[Image bounding box annotation records]
···

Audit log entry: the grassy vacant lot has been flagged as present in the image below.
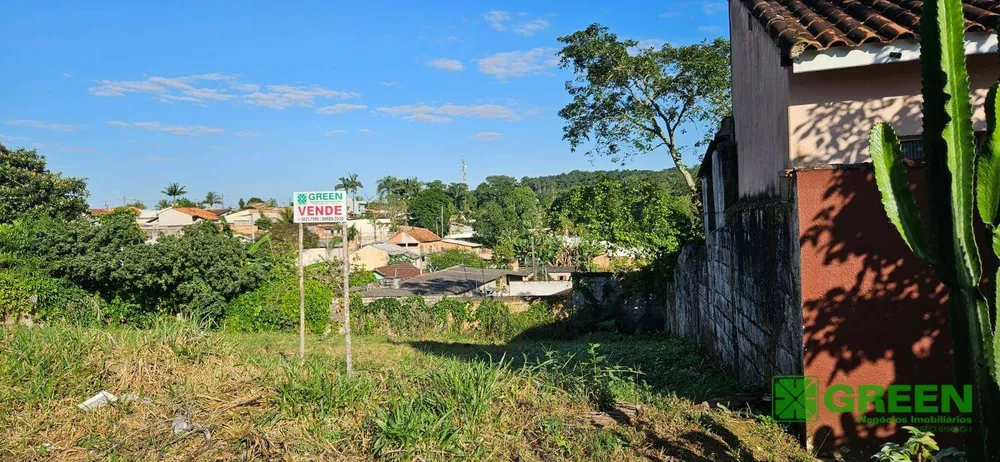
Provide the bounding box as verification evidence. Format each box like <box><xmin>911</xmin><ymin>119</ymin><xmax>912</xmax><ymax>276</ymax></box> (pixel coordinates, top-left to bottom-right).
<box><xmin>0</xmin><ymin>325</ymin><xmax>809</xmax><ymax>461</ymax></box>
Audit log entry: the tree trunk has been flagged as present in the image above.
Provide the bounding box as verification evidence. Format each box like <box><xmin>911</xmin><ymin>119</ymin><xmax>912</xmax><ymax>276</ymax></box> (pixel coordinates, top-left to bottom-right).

···

What is asked: Convert each line of the records above into a Markdown table with the columns "Row" and "Record text," omitting blank lines and leaving the pictures out of your answer.

Response to this exercise:
| Row | Record text |
|---|---|
| 1 | Audit log entry: the grassy vacant lot has been flagged as present in the image below. |
| 2 | Provide the bounding box as verification evidence. Format each box like <box><xmin>911</xmin><ymin>119</ymin><xmax>912</xmax><ymax>276</ymax></box> (pixel coordinates, top-left to bottom-right). |
| 3 | <box><xmin>0</xmin><ymin>325</ymin><xmax>809</xmax><ymax>461</ymax></box> |
| 4 | Audit log entry: the tree trunk has been flagged as present in the image above. |
| 5 | Provide the bounding box as verification evidence. Format each box like <box><xmin>911</xmin><ymin>119</ymin><xmax>912</xmax><ymax>276</ymax></box> (pixel coordinates, top-left to bottom-right). |